**DATASET**

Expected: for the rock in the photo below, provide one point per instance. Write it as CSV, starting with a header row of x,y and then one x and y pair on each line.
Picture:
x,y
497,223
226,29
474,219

**PROBLEM**
Each record above has to be retyped exactly, with nothing left out.

**WRITTEN ANSWER**
Expected: for the rock in the photo below, provide one point per instance. Write it as CSV, starting with a header row of x,y and then one x and y pair on each line.
Picture:
x,y
497,223
226,29
474,219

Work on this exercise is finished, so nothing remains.